_Exercise goal_: Down to the final line, return the records unchanged.

Collected data entries
++++++++++
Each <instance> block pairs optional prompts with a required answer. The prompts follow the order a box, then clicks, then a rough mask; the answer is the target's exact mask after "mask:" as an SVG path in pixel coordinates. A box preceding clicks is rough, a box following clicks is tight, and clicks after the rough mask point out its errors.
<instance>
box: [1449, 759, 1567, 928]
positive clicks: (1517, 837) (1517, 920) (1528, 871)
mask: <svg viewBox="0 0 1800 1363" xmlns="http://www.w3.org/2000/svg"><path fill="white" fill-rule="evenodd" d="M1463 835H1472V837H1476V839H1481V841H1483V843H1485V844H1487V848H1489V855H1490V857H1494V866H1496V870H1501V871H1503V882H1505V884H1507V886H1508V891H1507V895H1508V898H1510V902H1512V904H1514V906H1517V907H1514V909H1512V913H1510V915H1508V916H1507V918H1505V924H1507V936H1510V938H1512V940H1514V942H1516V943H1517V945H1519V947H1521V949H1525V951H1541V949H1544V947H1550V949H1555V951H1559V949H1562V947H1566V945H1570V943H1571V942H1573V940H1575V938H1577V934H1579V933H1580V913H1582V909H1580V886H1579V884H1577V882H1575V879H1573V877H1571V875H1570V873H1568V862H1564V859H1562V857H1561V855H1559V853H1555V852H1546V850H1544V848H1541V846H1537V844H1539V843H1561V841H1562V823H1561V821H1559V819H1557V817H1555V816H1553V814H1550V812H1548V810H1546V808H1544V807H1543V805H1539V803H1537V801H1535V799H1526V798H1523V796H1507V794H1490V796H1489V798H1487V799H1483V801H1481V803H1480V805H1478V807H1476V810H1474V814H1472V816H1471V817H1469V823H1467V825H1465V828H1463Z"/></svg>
++++++++++
_Your response_:
Each <instance> block pairs optional prompts with a required answer. The prompts follow the order a box, then clicks, then a rough mask; the answer is the target's exact mask after "mask:" as an SVG path in pixel coordinates. A box preceding clicks is rough, a box following clicks is tight, and clicks after the rough mask point out its errors.
<instance>
box: [1449, 759, 1567, 928]
positive clicks: (1517, 837) (1517, 920) (1528, 871)
mask: <svg viewBox="0 0 1800 1363" xmlns="http://www.w3.org/2000/svg"><path fill="white" fill-rule="evenodd" d="M1463 835H1472V837H1476V839H1481V841H1483V843H1485V844H1487V848H1489V855H1490V857H1494V866H1496V870H1501V871H1503V882H1505V884H1507V886H1508V891H1507V895H1508V898H1510V902H1512V904H1514V906H1517V907H1514V909H1512V913H1510V915H1508V916H1507V918H1505V924H1507V936H1510V938H1512V940H1514V942H1516V943H1517V945H1519V947H1521V949H1525V951H1541V949H1544V947H1550V949H1555V951H1559V949H1562V947H1566V945H1570V943H1571V942H1573V940H1575V938H1577V934H1579V933H1580V913H1582V909H1580V886H1579V884H1577V882H1575V879H1573V877H1571V875H1570V873H1568V862H1564V859H1562V857H1561V855H1559V853H1555V852H1546V850H1544V848H1541V846H1537V844H1539V843H1561V841H1562V823H1561V821H1559V819H1557V817H1555V816H1553V814H1550V812H1548V810H1546V808H1544V807H1543V805H1539V803H1537V801H1535V799H1526V798H1523V796H1507V794H1490V796H1489V798H1487V799H1483V801H1481V803H1480V805H1478V807H1476V810H1474V814H1472V816H1471V817H1469V823H1467V825H1465V828H1463Z"/></svg>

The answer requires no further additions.